Quoted text:

>> start

Tips for Writing a College Essay
The personal essay can help you improve your chances for admission. It may be as short as 250 words, but the words you choose can mean the difference between a “maybe” and a “yes”. The essay tells the admissions committee how and why you are different from everybody else.
While there is no exact formula for the perfect admission essay, here are some tips you should consider when trying to make a lasting impression on someone who reads 50 to 100 essays a day:
Write about yourself. The admissions committee isn’t looking to learn about the American Revolution or Bioresearch, they’re looking to learn about you – your achievements, your obstacles, your goals, your values. Whatever topic you choose to center your essay around, make sure you shine through.
Focus on one facet of yourself. Pick one project, one activity, or one passion. Don’t try to cover too many topics in your essay, or you’ll end up with a laundry list of details and activities that won’t give the admissions committee what they’re looking for in the essay: an in-depth look at you. The magic is in the details.
Tell a good story. Demonstrate how you are compassionate - don’t just tell readers you are. If you had a difficulty, don’t tell the admissions committee your complaints, tell them how you overcame them.
Keep it real. Don’t make things up. If you speak from the heart, it will show and your essay will flow more easily. Choosing something you’ve experienced will also give you the vivid and specific details the admissions committee is looking to see in your essay.

>> end

According to the college essay tips, how many essays might an admissions reader go through in a day? The items that follow are separate material and unrelated to the college essay tips.

Material supplied:
>> start

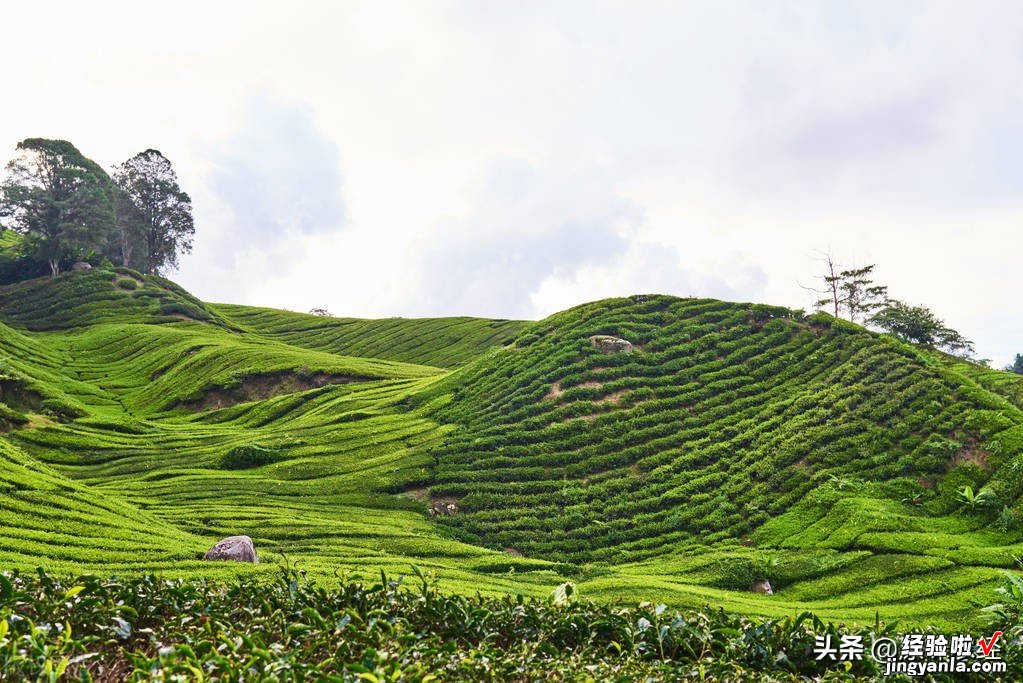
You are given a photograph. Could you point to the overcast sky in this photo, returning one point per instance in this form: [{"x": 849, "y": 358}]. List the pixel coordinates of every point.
[{"x": 513, "y": 158}]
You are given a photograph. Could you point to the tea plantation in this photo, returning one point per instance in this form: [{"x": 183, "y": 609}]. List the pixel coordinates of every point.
[{"x": 868, "y": 481}]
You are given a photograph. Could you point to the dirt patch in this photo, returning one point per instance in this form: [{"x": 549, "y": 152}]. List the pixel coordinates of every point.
[
  {"x": 262, "y": 386},
  {"x": 556, "y": 391},
  {"x": 613, "y": 399},
  {"x": 442, "y": 505},
  {"x": 14, "y": 394},
  {"x": 971, "y": 454},
  {"x": 419, "y": 493}
]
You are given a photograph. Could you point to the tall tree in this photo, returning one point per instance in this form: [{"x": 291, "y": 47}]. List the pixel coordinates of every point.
[
  {"x": 851, "y": 290},
  {"x": 58, "y": 198},
  {"x": 859, "y": 296},
  {"x": 162, "y": 222}
]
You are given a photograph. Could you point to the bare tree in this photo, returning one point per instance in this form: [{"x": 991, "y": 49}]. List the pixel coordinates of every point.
[{"x": 850, "y": 289}]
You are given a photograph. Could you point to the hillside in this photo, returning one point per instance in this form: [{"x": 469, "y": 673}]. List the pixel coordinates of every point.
[{"x": 738, "y": 442}]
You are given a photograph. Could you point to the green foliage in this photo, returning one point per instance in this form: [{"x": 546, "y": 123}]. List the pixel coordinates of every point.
[
  {"x": 158, "y": 222},
  {"x": 61, "y": 201},
  {"x": 737, "y": 441},
  {"x": 975, "y": 501},
  {"x": 293, "y": 629},
  {"x": 919, "y": 325},
  {"x": 250, "y": 455}
]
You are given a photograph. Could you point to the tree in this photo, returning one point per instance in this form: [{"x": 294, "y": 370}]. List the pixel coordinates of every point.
[
  {"x": 125, "y": 245},
  {"x": 60, "y": 200},
  {"x": 161, "y": 222},
  {"x": 859, "y": 296},
  {"x": 851, "y": 290},
  {"x": 918, "y": 324}
]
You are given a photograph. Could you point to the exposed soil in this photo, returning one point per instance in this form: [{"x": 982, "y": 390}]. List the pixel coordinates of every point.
[
  {"x": 17, "y": 397},
  {"x": 971, "y": 454},
  {"x": 556, "y": 391},
  {"x": 419, "y": 493},
  {"x": 261, "y": 386}
]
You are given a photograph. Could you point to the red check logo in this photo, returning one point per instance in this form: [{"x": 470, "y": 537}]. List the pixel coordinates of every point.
[{"x": 987, "y": 645}]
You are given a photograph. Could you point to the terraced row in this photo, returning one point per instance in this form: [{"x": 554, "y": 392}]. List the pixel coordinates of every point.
[
  {"x": 725, "y": 417},
  {"x": 436, "y": 342}
]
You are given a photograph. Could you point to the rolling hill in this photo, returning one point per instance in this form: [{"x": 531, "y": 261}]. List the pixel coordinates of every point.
[{"x": 737, "y": 442}]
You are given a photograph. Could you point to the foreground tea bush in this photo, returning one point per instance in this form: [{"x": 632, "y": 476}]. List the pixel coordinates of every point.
[{"x": 292, "y": 629}]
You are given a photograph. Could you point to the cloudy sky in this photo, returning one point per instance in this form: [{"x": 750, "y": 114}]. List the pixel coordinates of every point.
[{"x": 512, "y": 158}]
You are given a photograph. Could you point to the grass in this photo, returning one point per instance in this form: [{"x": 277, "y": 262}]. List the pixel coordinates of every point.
[{"x": 739, "y": 442}]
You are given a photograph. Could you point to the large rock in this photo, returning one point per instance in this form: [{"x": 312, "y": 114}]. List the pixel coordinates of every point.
[
  {"x": 235, "y": 549},
  {"x": 611, "y": 345}
]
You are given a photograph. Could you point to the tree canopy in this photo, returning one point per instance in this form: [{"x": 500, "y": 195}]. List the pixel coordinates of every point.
[
  {"x": 157, "y": 218},
  {"x": 918, "y": 324},
  {"x": 65, "y": 208},
  {"x": 59, "y": 199}
]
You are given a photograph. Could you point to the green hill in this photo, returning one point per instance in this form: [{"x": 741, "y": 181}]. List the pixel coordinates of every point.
[{"x": 738, "y": 442}]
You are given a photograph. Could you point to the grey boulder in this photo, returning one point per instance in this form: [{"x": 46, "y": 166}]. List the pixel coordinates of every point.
[
  {"x": 611, "y": 345},
  {"x": 233, "y": 548}
]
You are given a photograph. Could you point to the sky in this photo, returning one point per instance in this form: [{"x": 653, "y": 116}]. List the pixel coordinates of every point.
[{"x": 514, "y": 158}]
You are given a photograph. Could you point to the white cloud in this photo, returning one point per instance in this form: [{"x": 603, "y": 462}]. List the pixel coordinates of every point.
[{"x": 701, "y": 148}]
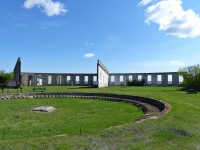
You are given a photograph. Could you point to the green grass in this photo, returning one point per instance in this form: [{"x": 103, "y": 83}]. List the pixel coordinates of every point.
[
  {"x": 155, "y": 134},
  {"x": 72, "y": 116}
]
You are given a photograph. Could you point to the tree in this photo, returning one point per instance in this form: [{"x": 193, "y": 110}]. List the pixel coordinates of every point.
[
  {"x": 191, "y": 76},
  {"x": 4, "y": 79}
]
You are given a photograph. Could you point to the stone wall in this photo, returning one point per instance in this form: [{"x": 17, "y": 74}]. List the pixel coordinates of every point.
[{"x": 115, "y": 79}]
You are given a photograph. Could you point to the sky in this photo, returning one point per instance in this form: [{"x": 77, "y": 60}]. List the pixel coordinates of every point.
[{"x": 129, "y": 36}]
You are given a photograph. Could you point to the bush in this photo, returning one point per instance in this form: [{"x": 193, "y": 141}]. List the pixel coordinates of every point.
[
  {"x": 191, "y": 76},
  {"x": 136, "y": 83}
]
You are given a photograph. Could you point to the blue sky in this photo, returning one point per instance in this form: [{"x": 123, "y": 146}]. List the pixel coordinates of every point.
[{"x": 128, "y": 36}]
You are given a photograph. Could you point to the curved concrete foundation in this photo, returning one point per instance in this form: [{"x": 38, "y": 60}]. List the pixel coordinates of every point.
[{"x": 151, "y": 107}]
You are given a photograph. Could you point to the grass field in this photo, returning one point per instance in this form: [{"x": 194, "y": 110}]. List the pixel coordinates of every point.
[{"x": 178, "y": 129}]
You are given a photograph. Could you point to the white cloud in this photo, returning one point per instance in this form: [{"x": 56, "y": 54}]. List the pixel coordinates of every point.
[
  {"x": 144, "y": 2},
  {"x": 49, "y": 7},
  {"x": 172, "y": 19},
  {"x": 176, "y": 63},
  {"x": 89, "y": 55},
  {"x": 159, "y": 64},
  {"x": 89, "y": 44}
]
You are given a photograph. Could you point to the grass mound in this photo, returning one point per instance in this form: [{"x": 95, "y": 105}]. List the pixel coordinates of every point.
[{"x": 72, "y": 116}]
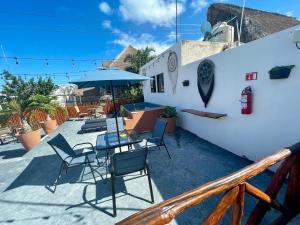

>> end

Response: 50 to 100 essays a day.